** START THE RECORDS **

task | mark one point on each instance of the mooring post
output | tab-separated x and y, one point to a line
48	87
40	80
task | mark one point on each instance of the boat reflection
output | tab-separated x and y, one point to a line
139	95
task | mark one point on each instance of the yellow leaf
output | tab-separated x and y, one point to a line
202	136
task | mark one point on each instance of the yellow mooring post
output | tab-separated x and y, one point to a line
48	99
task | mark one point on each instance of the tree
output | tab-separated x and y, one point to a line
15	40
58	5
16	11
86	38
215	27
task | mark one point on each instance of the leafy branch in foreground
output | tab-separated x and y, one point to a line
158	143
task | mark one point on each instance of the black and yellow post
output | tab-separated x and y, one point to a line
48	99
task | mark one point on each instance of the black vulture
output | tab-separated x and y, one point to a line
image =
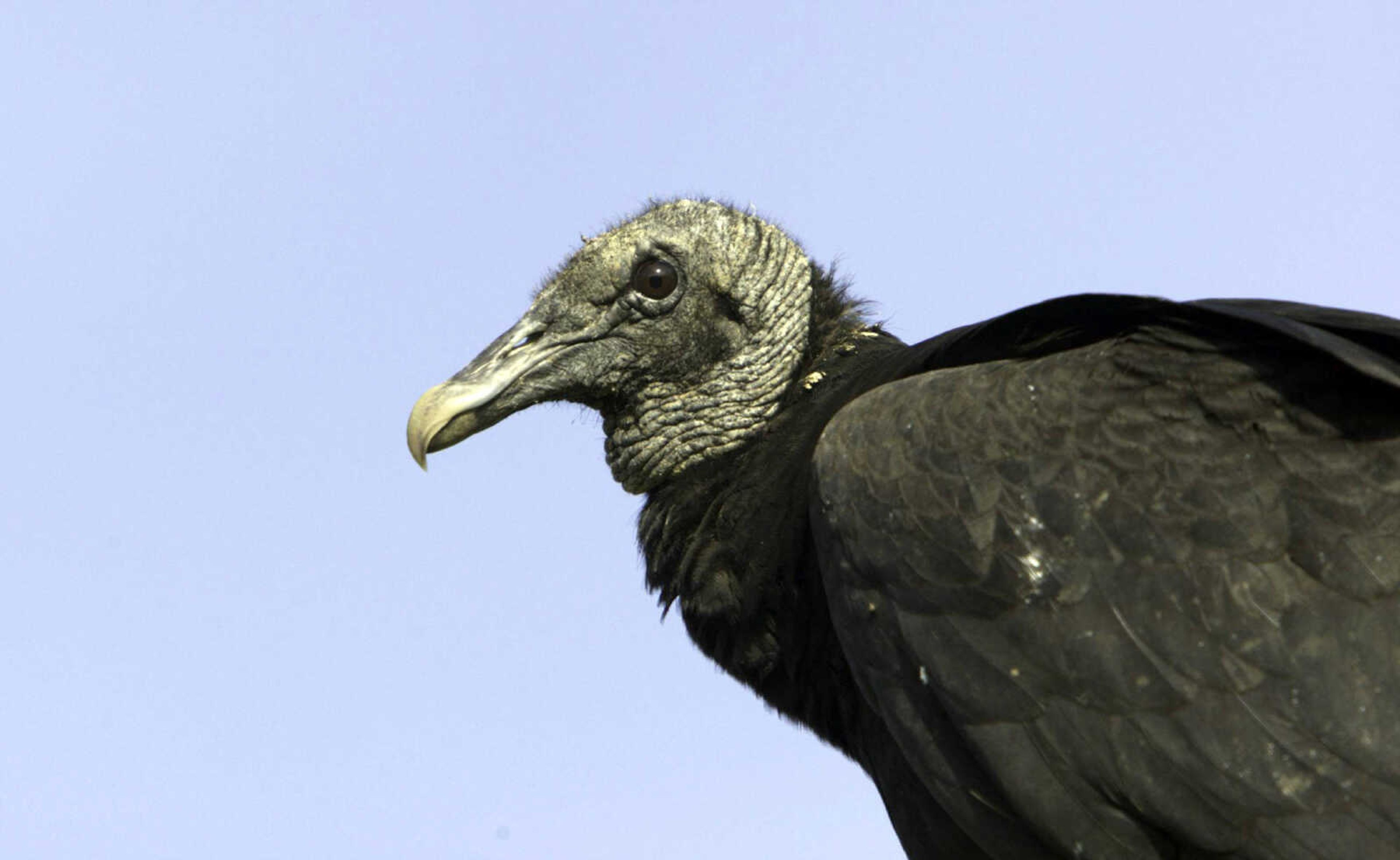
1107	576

** END THE RECORDS **
** START THE RECORDS **

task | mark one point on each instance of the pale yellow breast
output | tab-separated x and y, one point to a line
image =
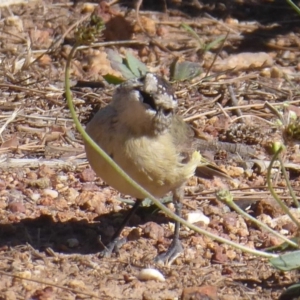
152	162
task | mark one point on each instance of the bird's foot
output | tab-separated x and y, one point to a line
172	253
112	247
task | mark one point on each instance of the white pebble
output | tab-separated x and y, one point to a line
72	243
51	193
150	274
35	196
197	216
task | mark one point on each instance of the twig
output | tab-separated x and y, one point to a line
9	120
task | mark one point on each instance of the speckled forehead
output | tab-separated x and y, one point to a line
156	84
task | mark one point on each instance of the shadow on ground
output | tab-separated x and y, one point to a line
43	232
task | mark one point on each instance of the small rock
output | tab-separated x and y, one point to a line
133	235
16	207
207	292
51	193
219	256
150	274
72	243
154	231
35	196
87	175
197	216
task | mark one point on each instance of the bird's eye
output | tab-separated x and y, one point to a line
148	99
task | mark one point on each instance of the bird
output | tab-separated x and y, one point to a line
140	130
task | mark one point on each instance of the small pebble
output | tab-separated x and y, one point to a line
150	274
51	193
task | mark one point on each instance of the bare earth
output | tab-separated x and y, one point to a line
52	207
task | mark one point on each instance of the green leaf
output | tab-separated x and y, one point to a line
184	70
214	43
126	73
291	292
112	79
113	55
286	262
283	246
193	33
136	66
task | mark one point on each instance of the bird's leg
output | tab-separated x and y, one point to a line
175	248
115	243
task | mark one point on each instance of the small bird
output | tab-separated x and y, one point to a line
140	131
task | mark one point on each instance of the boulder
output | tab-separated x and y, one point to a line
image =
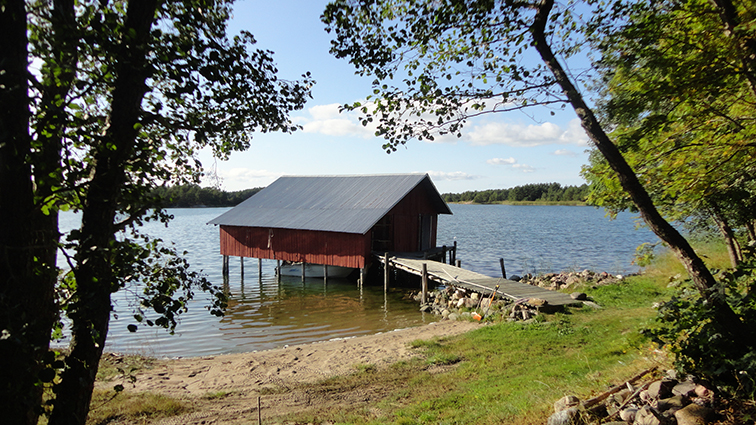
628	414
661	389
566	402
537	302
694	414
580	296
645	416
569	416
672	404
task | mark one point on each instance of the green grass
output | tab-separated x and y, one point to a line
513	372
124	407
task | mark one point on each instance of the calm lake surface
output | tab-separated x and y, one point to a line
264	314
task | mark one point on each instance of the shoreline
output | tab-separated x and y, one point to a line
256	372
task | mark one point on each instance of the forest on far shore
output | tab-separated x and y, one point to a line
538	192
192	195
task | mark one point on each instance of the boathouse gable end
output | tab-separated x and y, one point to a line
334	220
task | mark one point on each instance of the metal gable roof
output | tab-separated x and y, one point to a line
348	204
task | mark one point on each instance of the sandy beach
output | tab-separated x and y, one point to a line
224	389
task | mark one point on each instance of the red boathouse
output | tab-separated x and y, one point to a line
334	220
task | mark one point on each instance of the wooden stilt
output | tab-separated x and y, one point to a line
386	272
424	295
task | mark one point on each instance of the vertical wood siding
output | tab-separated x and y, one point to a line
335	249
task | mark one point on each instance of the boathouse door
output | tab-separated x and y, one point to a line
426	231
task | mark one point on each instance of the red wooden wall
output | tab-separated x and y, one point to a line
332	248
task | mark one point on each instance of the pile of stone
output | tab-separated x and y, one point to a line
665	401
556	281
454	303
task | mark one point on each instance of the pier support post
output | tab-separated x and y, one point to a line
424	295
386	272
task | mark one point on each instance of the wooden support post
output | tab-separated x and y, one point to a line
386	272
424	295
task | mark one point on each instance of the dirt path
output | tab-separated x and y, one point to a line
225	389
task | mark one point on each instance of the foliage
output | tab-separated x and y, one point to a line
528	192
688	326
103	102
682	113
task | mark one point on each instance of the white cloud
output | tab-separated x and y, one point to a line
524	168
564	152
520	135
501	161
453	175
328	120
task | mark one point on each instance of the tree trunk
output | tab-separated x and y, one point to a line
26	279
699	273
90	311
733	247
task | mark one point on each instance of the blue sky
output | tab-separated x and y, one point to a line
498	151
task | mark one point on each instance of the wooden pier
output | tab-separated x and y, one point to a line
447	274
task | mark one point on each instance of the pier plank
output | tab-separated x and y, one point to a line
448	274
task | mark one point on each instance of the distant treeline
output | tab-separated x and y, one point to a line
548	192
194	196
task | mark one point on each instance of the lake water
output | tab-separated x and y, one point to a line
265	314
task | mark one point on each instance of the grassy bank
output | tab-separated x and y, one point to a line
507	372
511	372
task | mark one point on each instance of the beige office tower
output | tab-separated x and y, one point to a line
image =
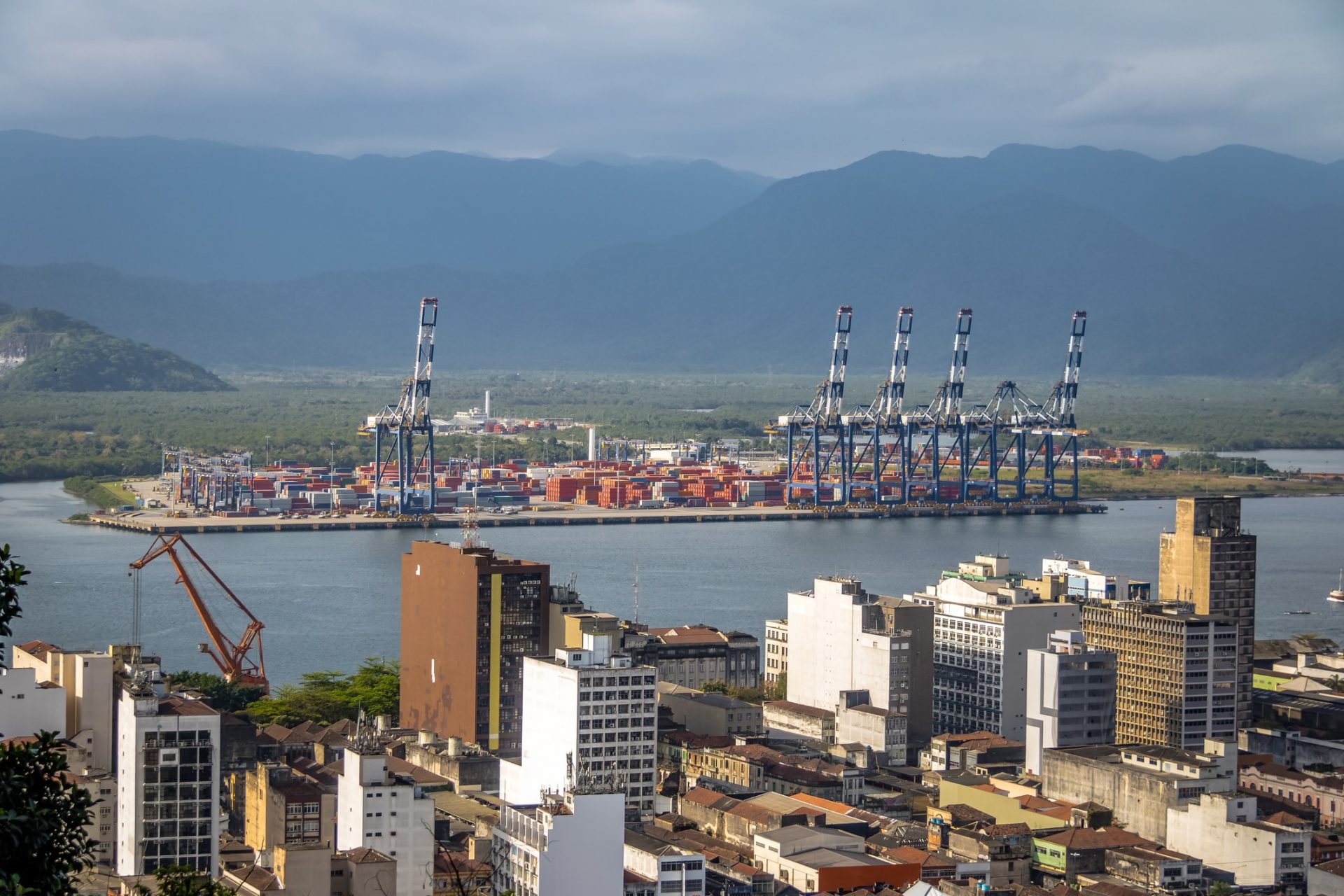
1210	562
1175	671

** END THE RECORDS **

*EXERCISE:* Count the lines in the items above that contain the word "yellow", and give only the number.

*TASK RESULT:* 4